++++ TEXT SECTION

A great leader is set apart for the service of others. This does not mean that a specific person is any better than others, and one should always avoid unhealthy comparisons. However, if you wish to prepare yourself for leadership, you must long to be different than other people who do not feel this yearning. As a leader in the making you have a vision of yourself in relation to community. This is part of a process of discovering your deepest personal needs, hopes, and dreams. It means moving away from failure and mediocrity, and striving to be the best you can be; a longing emerges to be a different kind of leader than we have so frequently had.
This longing to be different demands focusing on others and not yourself, on others’ achievements and not on your own, on service and not climbing the promotional ladder, on others’ gifts and not your own, on others’ competence and not your authority, on taking care of others and not self-aggrandizement, on seeking the best for others and not what is in it for you. In leadership all this leads to a different set of priorities: not self but others, not power but service, not authority but collaboration, not control but facilitation, not personal vision but shared vision, not telling others but listening to them.
Changing your attitudes and behaviors is a long process, but it begins quietly in your heart, when you feel moved to choose a different direction in your way of leading. This will not just happen by chance but will require self-scrutiny and ongoing discernment. Strangely enough, this process is not one of acquiring new ideas, skills, or practices, but more one of getting to the heart of your leadership. It is more a project of sandblasting rather than adding another coat of paint! peeling away false values and letting the best of oneself shine through. Longing to be different comes to mean longing to be your true self. In the center of each one’s heart there is a zone of natural goodness, and that is where you find the values of authentic leadership. Clearly, you need skills of implementation and management, but leadership is always a matter of heart, spirit, and soul.

++++++++
++++ INFORMATION SUPPLIED

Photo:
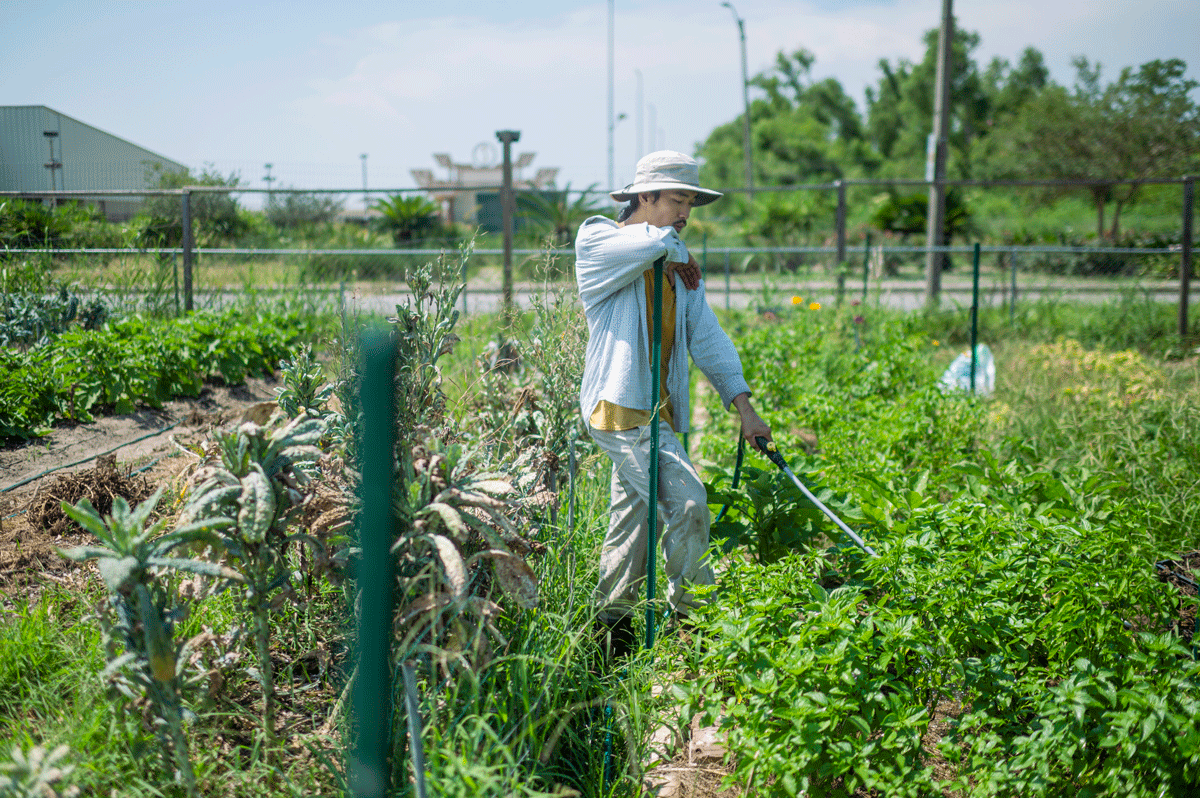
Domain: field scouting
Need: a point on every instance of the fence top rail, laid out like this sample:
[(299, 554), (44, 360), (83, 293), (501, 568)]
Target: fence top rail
[(568, 252), (755, 190)]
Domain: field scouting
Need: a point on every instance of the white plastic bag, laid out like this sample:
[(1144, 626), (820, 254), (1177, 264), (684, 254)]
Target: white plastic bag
[(958, 376)]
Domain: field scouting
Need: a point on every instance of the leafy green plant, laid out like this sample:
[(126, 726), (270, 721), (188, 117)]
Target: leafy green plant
[(144, 611), (247, 496), (305, 389), (36, 773), (424, 330)]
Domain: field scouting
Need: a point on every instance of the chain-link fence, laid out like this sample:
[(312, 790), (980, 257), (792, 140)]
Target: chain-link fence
[(853, 238)]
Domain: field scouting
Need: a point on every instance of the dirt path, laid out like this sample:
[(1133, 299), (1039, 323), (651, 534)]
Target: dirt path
[(121, 455)]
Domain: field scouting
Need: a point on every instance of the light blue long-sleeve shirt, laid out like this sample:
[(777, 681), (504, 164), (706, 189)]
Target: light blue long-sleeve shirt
[(609, 264)]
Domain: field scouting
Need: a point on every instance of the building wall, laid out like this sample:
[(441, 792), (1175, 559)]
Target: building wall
[(90, 157)]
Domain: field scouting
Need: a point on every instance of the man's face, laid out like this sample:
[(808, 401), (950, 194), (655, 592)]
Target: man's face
[(671, 209)]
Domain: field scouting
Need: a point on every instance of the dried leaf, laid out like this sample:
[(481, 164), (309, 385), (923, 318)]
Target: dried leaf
[(515, 577), (456, 570), (450, 517)]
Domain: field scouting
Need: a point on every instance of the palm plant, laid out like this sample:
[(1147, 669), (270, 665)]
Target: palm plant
[(553, 211), (407, 219)]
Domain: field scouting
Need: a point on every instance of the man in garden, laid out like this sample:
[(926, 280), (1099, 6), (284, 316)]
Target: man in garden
[(615, 271)]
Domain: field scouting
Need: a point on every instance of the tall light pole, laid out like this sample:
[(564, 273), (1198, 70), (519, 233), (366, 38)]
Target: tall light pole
[(269, 180), (53, 165), (640, 125), (366, 199), (745, 102), (935, 215), (612, 121)]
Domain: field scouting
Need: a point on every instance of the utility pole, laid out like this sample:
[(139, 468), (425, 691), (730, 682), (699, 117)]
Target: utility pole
[(936, 210), (508, 209), (612, 121), (269, 180), (745, 105)]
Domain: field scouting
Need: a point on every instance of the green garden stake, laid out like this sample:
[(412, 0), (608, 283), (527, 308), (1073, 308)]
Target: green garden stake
[(652, 511), (369, 767), (975, 313), (867, 264), (1012, 294)]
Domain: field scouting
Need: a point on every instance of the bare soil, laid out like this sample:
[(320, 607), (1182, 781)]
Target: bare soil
[(127, 456)]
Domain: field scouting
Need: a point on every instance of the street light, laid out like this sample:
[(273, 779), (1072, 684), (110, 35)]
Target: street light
[(366, 199), (269, 180), (745, 101)]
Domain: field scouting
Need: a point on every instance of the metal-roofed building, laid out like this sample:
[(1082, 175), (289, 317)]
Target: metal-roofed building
[(45, 150)]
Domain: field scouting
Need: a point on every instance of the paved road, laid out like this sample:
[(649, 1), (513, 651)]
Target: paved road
[(757, 293)]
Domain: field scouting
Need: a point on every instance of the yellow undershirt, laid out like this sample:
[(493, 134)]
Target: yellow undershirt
[(613, 418)]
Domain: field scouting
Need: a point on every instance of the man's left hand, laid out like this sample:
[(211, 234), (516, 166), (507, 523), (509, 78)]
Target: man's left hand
[(751, 425)]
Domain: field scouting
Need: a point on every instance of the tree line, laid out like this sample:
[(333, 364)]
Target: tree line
[(1007, 121)]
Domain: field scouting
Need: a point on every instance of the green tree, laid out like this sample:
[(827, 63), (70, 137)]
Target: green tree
[(301, 209), (407, 219), (557, 214), (215, 215), (1141, 126), (803, 131)]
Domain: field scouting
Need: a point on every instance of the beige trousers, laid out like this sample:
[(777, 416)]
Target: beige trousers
[(683, 523)]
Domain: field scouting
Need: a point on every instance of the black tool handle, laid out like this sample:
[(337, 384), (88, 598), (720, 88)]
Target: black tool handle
[(769, 449)]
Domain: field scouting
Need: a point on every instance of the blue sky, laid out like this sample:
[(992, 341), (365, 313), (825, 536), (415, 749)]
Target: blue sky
[(310, 87)]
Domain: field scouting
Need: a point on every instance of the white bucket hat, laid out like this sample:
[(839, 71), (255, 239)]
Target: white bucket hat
[(666, 171)]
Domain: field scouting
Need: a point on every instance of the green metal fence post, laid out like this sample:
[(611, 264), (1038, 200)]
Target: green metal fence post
[(369, 768), (187, 244), (726, 280)]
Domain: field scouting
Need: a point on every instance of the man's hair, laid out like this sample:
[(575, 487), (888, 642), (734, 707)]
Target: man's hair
[(628, 210)]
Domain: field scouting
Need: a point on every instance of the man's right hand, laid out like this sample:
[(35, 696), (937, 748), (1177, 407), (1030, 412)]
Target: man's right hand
[(688, 271)]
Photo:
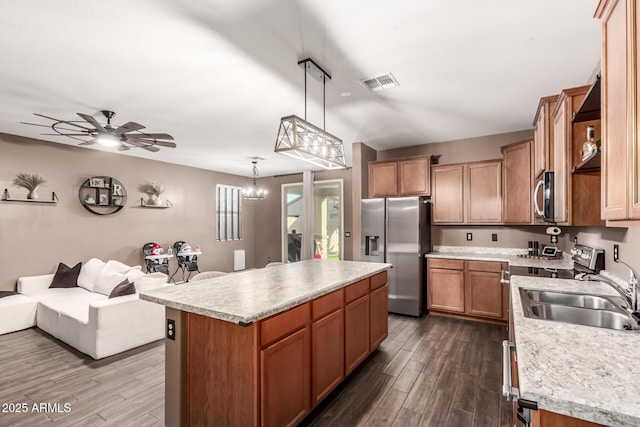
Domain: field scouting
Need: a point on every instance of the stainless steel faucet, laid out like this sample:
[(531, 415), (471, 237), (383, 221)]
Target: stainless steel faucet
[(633, 284)]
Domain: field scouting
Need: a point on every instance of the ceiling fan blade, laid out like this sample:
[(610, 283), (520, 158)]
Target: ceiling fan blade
[(165, 144), (128, 127), (92, 121), (63, 121), (65, 134), (153, 136)]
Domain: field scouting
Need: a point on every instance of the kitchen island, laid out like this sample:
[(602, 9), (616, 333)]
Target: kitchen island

++++++++

● **DIRECTIONS FOR THIS TASK**:
In the leadership text, what does longing to be different come to mean? These records were drawn from a separate source unrelated to the leadership text.

● **ANSWER BELOW**:
Longing to be your true self.